-------- Text block --------

Why are you drawn to the psychological welfare of veterans?
In my opinion, veterans are the sheepdogs of our society. When I see them, I know they are still carrying a burden to protect, defend, and maintain responsibility for others. It’s a big weight.
I’ve dedicated my life to teaching veterans how to work with their strengths. Our combat training is like a river that never stops, so if we can learn how to put a rock here or there, it helps us navigate better through society.
I think veterans experience things differently. The roles they’re put into within the Army cultivate the need to protect and defend. There’s always a higher expectation and a mission to accomplish. They’re trained to be hyper-vigilant and then have no idea how to re-engage when they come home. They struggle with relearning how to be vulnerable enough to talk about the hard stuff, and when they get pulled back into a safe (group), they usually start talking about issues.
Describe Bedlam Arts and its mission.
I like to think of Bedlam Arts as having a mental health focus under the guise of art. We guide under traditional mental health principles, but use artistic principles as the technique.
Pierce County has one of the largest veteran populations in the U.S., and it’s a big community in need. Bedlam Arts helps to provide creative outlets for veterans and military service personnel that will help them build life skills, address issues, and so on. We bring different veteran cultures together, give returning soldiers a soft landing, and set a stage for healthy intermingling.
How does the creative process help a veteran heal?
Putting the veteran in front of a canvas is much like an artist that gets stuck in the creative process. Helping them learn “how to do something” by putting the brush to the canvas gives them an attainable challenge and an outlet to help them get unstuck.
Several clients have had tough life events. When the Bedlam Arts group accepts them openly, the connections just start happening organically. Eventually, the stories start to come out, then others listen and relate, and it’s a domino effect. There’s nothing clinical. It’s all just a natural process within a safe environment that helps members comfortably work through life issues.
How many participants do you have in your programs, and how often do your groups meet?
In Tacoma, we have about 15 regulars. That group has grown steadily since 2015, and we meet every fourth Saturday. Every Thursday, I also work with 10 people on The Joint Base Lewis-McChord in the Warrior Transition Battalion facility. I’ve also started a new group in Lacey, with six participants that meet every fourth Sunday, and a stone sculpting group that convenes every third Saturday.
How do you secure funding for the programs under Bedlam Arts?

--------

» **Problem description**
List every group the interview about Bedlam Arts describes, along with when each one meets.

-------- Extracted information --------

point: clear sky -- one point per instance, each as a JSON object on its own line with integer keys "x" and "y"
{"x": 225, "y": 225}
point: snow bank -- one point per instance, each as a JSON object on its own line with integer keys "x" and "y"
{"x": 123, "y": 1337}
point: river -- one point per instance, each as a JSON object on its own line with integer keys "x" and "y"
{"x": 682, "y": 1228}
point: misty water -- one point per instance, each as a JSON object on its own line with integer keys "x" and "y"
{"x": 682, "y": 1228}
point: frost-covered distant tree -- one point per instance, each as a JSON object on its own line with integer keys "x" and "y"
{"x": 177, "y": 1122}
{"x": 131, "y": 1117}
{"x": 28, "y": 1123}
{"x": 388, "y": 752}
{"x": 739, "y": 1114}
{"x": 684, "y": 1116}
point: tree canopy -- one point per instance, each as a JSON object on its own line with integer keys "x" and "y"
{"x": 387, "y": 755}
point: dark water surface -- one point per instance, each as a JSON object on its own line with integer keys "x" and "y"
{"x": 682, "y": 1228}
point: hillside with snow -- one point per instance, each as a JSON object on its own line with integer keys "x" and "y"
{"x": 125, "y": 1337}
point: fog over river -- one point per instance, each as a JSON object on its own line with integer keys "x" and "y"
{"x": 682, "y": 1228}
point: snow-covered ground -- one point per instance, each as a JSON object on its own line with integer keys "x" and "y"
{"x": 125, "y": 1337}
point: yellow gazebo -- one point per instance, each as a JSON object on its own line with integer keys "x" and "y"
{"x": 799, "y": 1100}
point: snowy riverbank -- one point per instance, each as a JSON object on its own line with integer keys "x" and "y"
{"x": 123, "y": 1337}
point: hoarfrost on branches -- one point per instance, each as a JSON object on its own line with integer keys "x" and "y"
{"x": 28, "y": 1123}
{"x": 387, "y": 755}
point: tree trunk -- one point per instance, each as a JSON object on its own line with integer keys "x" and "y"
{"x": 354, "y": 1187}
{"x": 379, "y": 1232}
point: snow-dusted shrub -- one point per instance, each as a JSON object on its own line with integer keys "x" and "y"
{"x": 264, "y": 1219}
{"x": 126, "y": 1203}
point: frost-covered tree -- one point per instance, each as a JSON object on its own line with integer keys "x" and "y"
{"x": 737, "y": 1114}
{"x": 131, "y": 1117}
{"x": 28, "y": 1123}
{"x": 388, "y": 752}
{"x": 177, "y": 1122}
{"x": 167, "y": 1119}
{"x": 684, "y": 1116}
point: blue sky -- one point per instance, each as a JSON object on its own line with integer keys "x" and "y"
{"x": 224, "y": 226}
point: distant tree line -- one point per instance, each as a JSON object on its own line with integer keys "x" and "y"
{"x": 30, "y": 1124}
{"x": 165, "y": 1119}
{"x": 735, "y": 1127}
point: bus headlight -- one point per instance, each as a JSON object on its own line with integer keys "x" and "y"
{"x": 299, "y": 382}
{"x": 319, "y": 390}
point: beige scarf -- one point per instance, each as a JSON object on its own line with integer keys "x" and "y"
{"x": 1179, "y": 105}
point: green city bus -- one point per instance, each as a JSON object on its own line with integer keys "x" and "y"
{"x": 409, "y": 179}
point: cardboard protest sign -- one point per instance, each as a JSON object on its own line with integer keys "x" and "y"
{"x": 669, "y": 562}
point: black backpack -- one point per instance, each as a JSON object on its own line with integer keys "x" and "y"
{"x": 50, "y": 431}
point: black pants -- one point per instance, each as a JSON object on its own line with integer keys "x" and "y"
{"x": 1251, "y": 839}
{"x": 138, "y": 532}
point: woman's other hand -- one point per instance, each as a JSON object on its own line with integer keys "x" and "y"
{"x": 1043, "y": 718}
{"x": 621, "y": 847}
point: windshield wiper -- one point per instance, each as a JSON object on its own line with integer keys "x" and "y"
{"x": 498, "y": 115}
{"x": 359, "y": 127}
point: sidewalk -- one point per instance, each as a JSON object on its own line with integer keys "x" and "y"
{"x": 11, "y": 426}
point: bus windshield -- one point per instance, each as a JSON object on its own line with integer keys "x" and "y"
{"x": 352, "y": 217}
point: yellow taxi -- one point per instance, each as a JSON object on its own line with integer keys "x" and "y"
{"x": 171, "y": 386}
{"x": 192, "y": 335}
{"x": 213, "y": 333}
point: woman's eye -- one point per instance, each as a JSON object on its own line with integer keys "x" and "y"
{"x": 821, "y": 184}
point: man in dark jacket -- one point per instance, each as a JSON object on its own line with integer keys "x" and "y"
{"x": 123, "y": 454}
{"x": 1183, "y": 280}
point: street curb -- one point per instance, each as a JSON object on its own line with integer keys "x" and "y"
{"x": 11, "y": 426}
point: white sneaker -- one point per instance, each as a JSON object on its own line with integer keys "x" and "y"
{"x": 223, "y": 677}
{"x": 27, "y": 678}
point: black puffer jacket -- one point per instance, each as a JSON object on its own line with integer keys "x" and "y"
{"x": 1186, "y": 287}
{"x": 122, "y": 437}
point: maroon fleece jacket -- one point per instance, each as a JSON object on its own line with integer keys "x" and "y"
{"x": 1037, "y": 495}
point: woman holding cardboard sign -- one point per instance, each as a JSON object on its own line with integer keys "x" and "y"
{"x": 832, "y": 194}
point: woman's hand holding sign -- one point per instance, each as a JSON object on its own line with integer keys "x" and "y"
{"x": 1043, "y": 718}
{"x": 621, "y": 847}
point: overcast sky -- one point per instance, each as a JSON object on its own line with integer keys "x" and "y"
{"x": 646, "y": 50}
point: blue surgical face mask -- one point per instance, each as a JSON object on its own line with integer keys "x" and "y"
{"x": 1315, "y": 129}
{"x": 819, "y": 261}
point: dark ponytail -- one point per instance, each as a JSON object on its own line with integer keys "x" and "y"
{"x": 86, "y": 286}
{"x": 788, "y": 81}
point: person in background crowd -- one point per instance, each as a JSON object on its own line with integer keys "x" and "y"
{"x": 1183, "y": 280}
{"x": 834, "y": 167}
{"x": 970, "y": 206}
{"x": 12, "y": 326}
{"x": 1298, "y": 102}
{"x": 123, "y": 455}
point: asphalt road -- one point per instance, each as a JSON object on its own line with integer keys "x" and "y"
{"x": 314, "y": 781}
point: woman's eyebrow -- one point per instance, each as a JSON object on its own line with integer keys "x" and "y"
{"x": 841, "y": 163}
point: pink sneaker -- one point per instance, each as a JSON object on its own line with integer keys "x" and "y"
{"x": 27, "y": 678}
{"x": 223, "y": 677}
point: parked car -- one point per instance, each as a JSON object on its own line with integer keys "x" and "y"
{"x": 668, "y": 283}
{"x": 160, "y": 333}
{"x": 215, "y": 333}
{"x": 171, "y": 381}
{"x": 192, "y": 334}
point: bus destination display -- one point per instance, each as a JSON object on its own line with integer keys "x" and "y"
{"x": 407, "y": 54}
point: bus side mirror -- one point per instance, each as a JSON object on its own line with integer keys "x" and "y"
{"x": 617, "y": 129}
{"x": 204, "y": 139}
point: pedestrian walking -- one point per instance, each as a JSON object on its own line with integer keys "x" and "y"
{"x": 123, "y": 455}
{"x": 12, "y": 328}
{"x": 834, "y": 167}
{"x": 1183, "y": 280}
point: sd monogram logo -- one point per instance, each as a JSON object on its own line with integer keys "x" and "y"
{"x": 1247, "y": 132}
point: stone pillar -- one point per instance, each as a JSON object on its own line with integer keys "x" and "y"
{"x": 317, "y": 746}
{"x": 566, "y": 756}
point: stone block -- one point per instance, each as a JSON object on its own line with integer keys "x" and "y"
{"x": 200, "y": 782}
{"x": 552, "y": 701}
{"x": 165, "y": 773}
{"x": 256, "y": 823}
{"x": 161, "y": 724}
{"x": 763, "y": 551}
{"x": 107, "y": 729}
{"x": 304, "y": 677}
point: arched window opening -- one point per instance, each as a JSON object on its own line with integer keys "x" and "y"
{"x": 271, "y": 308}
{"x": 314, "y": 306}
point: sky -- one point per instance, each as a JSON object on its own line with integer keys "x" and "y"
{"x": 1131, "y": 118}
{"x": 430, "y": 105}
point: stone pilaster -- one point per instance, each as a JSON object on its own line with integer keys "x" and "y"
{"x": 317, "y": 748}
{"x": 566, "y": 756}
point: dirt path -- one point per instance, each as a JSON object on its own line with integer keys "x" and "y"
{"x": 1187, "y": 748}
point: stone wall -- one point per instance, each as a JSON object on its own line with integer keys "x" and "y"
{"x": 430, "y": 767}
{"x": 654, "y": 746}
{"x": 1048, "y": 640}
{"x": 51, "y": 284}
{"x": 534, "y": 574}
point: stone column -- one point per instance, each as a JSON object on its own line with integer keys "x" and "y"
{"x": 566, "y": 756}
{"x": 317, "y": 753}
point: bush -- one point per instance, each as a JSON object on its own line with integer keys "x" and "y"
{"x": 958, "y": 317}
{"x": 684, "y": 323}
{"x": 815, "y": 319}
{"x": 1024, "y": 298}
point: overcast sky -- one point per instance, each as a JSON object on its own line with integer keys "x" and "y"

--------

» **Task response**
- The Tacoma group, about 15 regulars: every fourth Saturday
- The group of 10 people at the Warrior Transition Battalion facility on The Joint Base Lewis-McChord: every Thursday
- The new Lacey group, six participants: every fourth Sunday
- The stone sculpting group: every third Saturday